Copy the lines verbatim, beginning with the line that contains "For the benchmark, mark every instance of the sidewalk" and continuing through the end of the data, and only those lines.
□ □ □ □
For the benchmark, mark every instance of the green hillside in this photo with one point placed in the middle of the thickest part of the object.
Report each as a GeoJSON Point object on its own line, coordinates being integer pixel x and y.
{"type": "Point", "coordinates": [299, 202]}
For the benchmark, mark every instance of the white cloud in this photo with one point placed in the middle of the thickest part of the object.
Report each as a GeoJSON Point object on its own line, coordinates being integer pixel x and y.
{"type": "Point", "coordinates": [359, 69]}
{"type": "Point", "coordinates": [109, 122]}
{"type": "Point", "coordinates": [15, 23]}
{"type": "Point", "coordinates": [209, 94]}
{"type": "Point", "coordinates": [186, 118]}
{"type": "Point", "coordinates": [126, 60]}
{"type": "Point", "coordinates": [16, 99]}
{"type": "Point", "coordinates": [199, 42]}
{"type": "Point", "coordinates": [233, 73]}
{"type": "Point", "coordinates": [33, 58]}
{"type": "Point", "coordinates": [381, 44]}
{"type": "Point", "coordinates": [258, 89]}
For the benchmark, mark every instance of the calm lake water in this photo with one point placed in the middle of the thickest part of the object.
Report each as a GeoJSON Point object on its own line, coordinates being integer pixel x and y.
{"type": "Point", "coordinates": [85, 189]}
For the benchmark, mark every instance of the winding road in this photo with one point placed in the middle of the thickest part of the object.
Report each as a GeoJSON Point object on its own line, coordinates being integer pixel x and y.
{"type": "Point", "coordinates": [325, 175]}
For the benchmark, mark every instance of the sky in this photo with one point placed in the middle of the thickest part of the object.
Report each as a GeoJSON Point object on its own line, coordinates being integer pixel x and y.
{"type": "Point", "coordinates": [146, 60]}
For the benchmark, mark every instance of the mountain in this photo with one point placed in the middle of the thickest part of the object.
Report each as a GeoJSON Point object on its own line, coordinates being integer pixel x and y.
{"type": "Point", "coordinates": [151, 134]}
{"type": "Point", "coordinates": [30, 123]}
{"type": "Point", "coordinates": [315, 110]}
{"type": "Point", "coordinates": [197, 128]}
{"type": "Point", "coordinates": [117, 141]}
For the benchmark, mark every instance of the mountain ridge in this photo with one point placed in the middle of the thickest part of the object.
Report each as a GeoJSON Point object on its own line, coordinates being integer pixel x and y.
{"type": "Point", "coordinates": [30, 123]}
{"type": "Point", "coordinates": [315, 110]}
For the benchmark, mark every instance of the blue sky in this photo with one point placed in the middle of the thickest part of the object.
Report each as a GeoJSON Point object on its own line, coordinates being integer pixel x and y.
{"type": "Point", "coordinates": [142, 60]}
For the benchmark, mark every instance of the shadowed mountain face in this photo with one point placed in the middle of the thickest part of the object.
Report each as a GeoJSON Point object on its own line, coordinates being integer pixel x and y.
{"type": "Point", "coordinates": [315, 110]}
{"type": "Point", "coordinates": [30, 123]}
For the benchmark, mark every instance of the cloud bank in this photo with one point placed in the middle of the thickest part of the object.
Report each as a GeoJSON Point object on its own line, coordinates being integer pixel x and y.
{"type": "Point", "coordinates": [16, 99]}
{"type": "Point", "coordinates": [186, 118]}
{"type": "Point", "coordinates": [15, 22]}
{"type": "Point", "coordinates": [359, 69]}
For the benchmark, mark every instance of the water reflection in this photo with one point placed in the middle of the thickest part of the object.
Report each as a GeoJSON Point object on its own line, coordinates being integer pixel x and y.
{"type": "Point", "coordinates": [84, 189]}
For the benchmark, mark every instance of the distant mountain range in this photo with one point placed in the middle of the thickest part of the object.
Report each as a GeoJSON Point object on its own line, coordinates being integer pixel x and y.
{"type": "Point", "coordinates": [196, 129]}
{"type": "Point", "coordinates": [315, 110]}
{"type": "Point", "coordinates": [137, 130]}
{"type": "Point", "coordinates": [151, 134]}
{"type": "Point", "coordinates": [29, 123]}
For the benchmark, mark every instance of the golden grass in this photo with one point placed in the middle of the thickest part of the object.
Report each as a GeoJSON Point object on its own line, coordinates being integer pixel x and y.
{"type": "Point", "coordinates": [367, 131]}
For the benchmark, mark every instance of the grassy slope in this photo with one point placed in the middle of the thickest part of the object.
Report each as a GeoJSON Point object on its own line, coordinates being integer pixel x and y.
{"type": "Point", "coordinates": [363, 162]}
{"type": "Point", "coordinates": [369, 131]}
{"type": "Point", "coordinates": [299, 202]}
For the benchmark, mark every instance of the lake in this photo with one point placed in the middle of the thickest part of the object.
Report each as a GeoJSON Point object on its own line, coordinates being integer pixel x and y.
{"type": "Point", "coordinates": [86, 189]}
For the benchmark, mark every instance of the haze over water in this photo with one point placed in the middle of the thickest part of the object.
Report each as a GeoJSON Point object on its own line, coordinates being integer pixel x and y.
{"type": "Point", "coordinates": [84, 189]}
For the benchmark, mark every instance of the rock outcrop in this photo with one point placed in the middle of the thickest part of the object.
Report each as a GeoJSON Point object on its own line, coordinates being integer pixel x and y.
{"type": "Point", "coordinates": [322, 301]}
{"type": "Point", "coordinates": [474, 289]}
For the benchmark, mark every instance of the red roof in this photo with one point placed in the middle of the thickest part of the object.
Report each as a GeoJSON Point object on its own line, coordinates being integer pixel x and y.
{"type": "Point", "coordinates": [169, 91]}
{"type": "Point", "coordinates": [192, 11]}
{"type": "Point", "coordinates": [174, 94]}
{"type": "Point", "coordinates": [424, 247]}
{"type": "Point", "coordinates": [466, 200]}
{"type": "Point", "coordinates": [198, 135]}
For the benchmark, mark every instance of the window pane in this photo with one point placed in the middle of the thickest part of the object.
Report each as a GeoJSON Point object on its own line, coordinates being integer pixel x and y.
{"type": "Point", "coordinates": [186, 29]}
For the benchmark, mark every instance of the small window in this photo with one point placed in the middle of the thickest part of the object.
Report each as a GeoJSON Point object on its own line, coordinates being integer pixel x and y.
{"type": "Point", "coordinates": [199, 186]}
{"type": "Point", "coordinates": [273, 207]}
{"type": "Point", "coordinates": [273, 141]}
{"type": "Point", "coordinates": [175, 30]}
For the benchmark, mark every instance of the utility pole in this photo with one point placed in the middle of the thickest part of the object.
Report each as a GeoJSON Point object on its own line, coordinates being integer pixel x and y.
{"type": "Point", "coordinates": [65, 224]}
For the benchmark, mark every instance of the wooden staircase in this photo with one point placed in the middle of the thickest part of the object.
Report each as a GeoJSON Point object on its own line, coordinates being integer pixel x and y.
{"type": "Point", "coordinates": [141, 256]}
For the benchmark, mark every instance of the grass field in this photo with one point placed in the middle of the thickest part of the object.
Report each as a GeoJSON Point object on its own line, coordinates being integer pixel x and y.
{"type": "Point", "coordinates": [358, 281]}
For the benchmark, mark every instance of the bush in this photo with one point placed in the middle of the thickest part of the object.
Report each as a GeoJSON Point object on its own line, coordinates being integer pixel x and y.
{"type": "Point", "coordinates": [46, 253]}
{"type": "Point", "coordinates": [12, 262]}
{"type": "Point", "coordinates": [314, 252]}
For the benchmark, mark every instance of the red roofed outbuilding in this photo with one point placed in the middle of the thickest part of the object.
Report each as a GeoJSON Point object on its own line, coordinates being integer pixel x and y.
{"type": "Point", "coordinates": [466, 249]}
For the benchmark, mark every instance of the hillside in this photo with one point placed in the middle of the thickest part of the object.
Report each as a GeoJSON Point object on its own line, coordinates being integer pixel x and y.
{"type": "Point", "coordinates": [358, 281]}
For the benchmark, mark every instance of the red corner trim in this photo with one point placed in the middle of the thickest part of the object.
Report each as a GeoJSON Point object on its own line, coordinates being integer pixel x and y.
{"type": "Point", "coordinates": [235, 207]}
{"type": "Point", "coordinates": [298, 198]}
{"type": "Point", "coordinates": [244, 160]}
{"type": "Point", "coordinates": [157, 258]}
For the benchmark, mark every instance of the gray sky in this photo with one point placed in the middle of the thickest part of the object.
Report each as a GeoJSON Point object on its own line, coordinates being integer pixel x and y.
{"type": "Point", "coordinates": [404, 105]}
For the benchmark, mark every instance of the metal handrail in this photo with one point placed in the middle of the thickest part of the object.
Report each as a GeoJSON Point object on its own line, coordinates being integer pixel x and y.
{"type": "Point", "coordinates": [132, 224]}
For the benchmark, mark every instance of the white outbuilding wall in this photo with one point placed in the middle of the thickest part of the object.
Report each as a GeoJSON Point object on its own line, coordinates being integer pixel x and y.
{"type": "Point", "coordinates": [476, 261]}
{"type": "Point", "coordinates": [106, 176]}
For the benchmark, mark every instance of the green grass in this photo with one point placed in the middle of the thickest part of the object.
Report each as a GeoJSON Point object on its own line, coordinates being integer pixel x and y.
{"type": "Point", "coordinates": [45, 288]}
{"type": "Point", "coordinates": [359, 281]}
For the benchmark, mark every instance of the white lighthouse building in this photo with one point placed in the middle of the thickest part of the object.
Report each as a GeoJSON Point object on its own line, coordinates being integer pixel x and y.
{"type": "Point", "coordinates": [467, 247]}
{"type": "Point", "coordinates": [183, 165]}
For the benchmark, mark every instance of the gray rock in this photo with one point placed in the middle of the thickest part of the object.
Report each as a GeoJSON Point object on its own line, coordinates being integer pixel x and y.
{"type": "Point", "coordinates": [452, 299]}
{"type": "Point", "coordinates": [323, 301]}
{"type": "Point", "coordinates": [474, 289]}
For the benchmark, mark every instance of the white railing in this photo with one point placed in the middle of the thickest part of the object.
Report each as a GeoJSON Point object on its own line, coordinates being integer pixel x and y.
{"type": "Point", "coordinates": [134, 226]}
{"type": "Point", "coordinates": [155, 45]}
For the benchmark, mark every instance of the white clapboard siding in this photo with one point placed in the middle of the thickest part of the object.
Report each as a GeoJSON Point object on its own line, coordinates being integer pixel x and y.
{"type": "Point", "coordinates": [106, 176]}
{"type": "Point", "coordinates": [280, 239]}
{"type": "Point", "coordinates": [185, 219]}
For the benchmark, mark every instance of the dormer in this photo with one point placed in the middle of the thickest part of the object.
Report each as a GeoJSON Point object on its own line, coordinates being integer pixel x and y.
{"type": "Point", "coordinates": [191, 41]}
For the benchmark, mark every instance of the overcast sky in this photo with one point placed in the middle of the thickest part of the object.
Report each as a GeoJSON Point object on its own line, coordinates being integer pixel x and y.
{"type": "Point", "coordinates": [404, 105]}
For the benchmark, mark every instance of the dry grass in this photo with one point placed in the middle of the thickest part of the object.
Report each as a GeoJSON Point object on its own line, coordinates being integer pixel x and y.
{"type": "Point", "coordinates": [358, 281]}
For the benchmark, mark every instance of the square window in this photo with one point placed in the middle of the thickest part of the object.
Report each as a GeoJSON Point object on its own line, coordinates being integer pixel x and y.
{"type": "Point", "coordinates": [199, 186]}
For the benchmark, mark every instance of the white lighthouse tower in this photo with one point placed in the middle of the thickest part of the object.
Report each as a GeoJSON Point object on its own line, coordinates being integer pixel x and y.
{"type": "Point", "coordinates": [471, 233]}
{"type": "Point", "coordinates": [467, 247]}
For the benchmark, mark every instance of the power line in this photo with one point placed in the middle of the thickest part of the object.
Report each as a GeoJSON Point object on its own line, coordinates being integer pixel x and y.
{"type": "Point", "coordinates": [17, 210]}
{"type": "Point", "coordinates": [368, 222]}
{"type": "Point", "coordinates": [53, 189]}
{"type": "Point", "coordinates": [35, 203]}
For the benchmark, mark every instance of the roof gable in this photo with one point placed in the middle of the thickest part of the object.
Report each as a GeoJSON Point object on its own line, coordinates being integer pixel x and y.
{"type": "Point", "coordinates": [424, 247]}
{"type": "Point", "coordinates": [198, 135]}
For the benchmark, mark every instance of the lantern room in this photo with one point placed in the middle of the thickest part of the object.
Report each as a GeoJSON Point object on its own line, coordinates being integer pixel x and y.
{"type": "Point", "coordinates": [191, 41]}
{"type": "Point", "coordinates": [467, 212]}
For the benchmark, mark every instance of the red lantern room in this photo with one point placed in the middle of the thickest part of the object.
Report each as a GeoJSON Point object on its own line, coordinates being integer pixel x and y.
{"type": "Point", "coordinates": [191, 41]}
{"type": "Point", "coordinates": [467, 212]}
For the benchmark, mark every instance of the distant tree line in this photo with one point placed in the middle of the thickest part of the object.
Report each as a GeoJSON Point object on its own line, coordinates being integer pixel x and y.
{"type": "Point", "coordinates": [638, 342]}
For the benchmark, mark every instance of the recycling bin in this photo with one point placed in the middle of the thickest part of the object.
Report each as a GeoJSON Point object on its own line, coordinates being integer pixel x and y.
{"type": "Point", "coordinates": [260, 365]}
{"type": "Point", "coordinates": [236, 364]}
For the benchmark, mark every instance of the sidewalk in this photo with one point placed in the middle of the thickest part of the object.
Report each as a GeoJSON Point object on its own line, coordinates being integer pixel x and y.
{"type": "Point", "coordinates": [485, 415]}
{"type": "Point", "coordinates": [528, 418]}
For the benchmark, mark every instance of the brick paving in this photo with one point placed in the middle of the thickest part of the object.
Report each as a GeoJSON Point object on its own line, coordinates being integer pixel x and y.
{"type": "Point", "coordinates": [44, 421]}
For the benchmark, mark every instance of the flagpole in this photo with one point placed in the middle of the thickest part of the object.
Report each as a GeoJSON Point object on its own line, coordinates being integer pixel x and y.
□ □ □ □
| Result below |
For the benchmark, mark every instance of the sidewalk in this photo with one point placed in the middle of the thickest part of the object.
Report each as a GeoJSON Point object on its own line, coordinates being integer pixel x and y.
{"type": "Point", "coordinates": [485, 415]}
{"type": "Point", "coordinates": [528, 418]}
For the benchmark, mark every instance of the brick paving in this photo with one point placed in the middle of the thickest part of the object.
Report each as a GeoJSON Point object on its own line, coordinates being integer pixel x and y.
{"type": "Point", "coordinates": [44, 421]}
For the benchmark, mark every instance of the flagpole in this photo with one point placed in the middle of the thickest part of the object.
Report each as a GeoJSON Point object on its own line, coordinates being integer pixel x and y.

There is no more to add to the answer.